## BEGIN DOCUMENT EXTRACT

Following up on my post a few weeks ago, a coalition of companies have now drafted two letters to Director Iancu expressing concern with current USPTO data systems/practices.
The first, longer version provides specific actions we believe should be taken to improve data accessibility, which we believe will improve accessibility, efficiency, and patent quality.
The short version is much less specific and is mostly just a way for everyone to show that accessibility of public patent data matters A LOT. Dissemination of the information is, after all, the reason the patent system exists! You cannot interpret a patent without the file history, and currently access to file histories is effectively limited to one-of, manual downloads. That just doesn’t work in a day and age when there are literally millions of patents in force and hundreds of thousands more applications filed every year.
Want better patent search algorithms to improve patent quality? Want better automation tools to reduce the costs of patenting? Want better analytics to make better patenting decisions and drive better patent policy? True innovation in all of these areas requires bulk access to file wrappers and thus is effectively preempted as long as long as public PAIR remains the only way to get file histories.

## END DOCUMENT EXTRACT

### [PARTS OF THE EXERCISE]
**1.** In the post about USPTO data access, what is described as the only current way to get file histories?
**2.** Repeat the passage of the USPTO data post between "Want better patent" and "get file histories.", inclusive.

## BEGIN DATASET RECORDS

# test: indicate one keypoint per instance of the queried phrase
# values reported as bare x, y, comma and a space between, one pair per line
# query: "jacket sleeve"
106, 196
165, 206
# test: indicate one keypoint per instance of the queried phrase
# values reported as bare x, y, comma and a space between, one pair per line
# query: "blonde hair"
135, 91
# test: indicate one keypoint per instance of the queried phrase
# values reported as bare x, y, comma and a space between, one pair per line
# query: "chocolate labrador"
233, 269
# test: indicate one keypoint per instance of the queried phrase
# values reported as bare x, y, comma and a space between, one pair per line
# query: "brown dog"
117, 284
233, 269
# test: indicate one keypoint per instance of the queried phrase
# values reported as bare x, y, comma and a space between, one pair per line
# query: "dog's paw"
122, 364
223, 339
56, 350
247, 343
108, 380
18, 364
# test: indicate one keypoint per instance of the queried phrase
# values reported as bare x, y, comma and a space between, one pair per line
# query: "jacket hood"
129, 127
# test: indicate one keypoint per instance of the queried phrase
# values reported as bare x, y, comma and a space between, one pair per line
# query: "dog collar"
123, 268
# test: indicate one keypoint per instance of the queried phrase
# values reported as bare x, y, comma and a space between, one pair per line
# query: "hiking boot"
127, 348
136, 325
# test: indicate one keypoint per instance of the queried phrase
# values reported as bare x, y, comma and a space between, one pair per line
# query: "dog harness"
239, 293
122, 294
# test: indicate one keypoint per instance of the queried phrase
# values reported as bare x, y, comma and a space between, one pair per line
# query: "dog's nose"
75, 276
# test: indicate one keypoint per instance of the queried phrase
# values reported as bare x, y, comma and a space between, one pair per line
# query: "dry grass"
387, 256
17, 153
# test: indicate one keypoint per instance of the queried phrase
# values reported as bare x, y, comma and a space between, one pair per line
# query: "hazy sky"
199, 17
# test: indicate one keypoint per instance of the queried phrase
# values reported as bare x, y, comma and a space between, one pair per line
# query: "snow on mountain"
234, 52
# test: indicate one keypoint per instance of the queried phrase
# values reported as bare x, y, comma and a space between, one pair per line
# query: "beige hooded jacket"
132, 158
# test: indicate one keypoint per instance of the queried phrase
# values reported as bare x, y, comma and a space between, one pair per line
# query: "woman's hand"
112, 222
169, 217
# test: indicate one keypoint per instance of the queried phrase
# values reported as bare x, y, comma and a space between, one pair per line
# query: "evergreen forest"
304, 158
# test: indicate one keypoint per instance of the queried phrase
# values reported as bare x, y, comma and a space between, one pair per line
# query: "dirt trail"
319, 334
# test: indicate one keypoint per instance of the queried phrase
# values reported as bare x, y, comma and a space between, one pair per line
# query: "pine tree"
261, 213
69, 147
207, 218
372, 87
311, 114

## END DATASET RECORDS

### [LIST OF SOLUTIONS]
**1.** Public PAIR.

**2.**
Want better patent search algorithms to improve patent quality? Want better automation tools to reduce the costs of patenting? Want better analytics to make better patenting decisions and drive better patent policy? True innovation in all of these areas requires bulk access to file wrappers and thus is effectively preempted as long as long as public PAIR remains the only way to get file histories.